▶ [Instruções]:
A - Relacione todos os livros de Wilmar Silva citados no trecho sobre a sua obra poética.
B - Transcreva, do trecho sobre a obra poética de Wilmar Silva, a passagem que começa em "A suspensão do" e termina em "conformes às regras.".

▶ [Trecho do documento]:
■ ■ ■ ■ ■ ■ ■

Ademir Demarchi
Toda a obra poética de Wilmar Silva tem sido marcada por muitos
experimentalismos de linguagem, numa escrita que começou inspirada no sertão de
Minas Gerais, onde nasceu. Pardal de
rapina (Belo Horizonte: Orobó Edições, 1999) é um livro que, com forte
marca erótica, não é o mais experimental, mas registra sua originalidade no
senso de observação desse lugar que, sob seu olhar, passa longe daquele de
Guimarães Rosa remarcado pelo vocabulário rebuscado, o que aumenta o desafio
para o autor, que escreve com uma linguagem simples, mas elaborada, com forte
imagética.
Em outros livros – Cachaprego; Anu; e De z a zero -, ele alcançou marca bem mais forte de
experimentalismo, conforme se pode constatar em Cachaprego, que tem uma linguagem barroquizante que tematiza o
sertão mineiro, combinada com um ensaio fotográfico em que o autor posa como
fauno nesse sertão; em Anu o
experimentalismo da escrita se acirra, lembrando a visualidade concretista,
porém contaminada pelo viés barroco que a obscurece; em De z a zero ele alcança a extenuação da expressividade do logos na medida em que aparentemente já
não há mais o que dizer, passando ao uso de letras e números apresentados na
forma de sonetos; além disso, o livro se torna ele mesmo um objeto, ainda que o
que está expresso tenha também uso para a categoria de poesia sonora, numa
outra forma de experimentalismo, conforme ressalta Fernando Aguiar no posfácio,
forma essa bem explorada por Wilmar, inclusive registrada no CD NEONÃO.
A suspensão do sentido em Anu é imediata: não é poesia versificada, não há espaço entre as
palavras, elas, além disso, se engancham umas nas outras, formam terceiras, no
que lembra, como experiência de leitura, o Finnegans
Wake de Joyce, ainda que nada mais tenha de relação com ele. Se o primeiro
e o segundo “versos” – ou linhas, melhor dizendo, dada a diagramação do texto,
podem ser mais facilmente identificados como “rio mar no interior das graiz /
eu anu ave sou bicho na senda”, as seguintes mergulham o leitor em ainda maior
estranheza, na medida em que ele imediatamente percebe que, para entrar no
poema, sairá da zona de conforto de textos lógicos, conformes às regras.

■ ■ ■ ■ ■ ■ ■

▶ [Itens listados]:
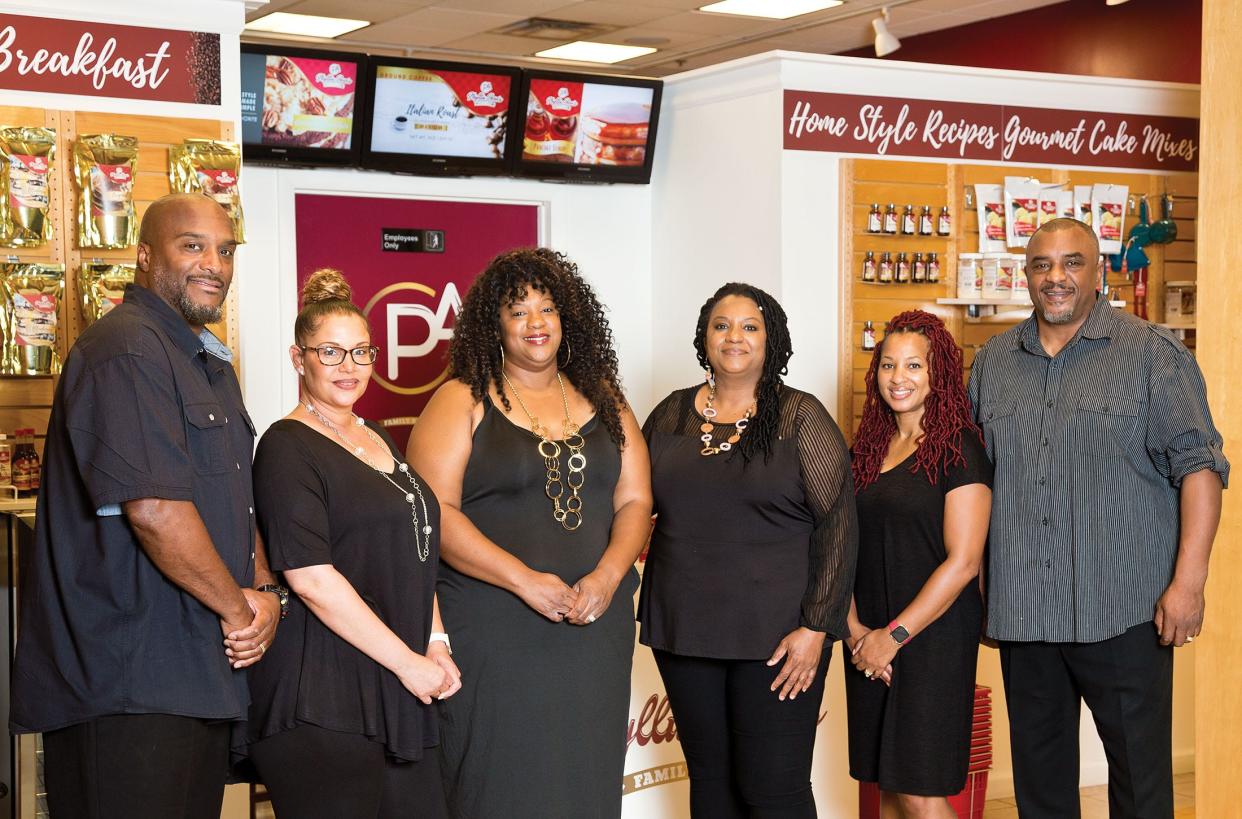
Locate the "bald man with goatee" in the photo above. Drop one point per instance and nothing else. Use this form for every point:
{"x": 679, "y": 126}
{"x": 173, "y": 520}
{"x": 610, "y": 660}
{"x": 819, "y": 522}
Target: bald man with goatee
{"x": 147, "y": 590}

■ ■ ■ ■ ■ ■ ■

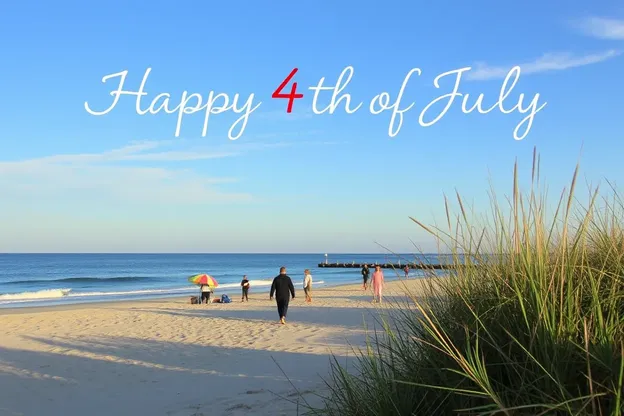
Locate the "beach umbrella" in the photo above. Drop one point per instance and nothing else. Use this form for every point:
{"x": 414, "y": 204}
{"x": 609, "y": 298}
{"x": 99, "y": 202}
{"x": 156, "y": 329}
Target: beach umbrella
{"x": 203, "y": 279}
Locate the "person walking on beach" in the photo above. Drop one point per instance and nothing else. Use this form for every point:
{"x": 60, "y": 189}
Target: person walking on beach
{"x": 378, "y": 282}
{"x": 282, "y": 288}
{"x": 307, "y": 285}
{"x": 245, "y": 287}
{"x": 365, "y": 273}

■ ■ ■ ■ ■ ■ ■

▶ [Respostas]:
A - Pardal de rapina; Cachaprego; Anu; De z a zero

B -
A suspensão do sentido em Anu é imediata: não é poesia versificada, não há espaço entre as
palavras, elas, além disso, se engancham umas nas outras, formam terceiras, no
que lembra, como experiência de leitura, o Finnegans
Wake de Joyce, ainda que nada mais tenha de relação com ele. Se o primeiro
e o segundo “versos” – ou linhas, melhor dizendo, dada a diagramação do texto,
podem ser mais facilmente identificados como “rio mar no interior das graiz /
eu anu ave sou bicho na senda”, as seguintes mergulham o leitor em ainda maior
estranheza, na medida em que ele imediatamente percebe que, para entrar no
poema, sairá da zona de conforto de textos lógicos, conformes às regras.